* REQUIREMENTS *
Output the entries below as a two-column CSV with the headers "instruction" and "coordinates", one row per entry. Put each entry's text and its answer in a single quoted field each, replace line breaks with spaces, and leave out the pictures.

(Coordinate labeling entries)
◇ ◇ ◇ ◇ ◇

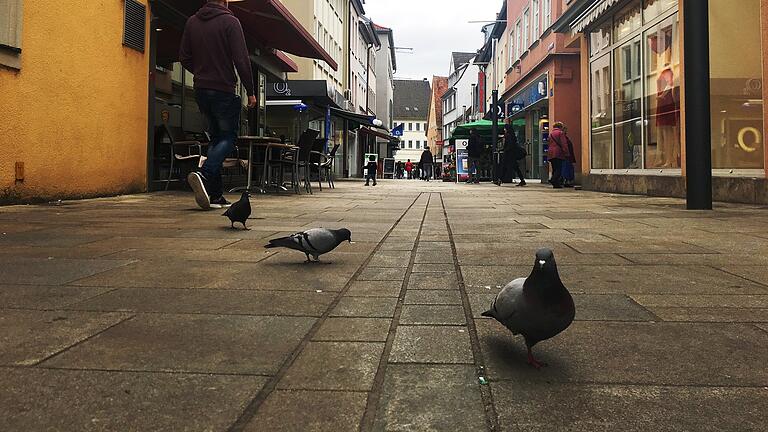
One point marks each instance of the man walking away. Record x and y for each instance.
(371, 170)
(426, 164)
(474, 152)
(557, 154)
(212, 46)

◇ ◇ ◇ ◇ ◇

* EXPECTED OUTPUT *
instruction,coordinates
"One point marks each instance of the man walking away. Record x and y for each instance.","(371, 170) (426, 164) (474, 152) (557, 154) (212, 46)"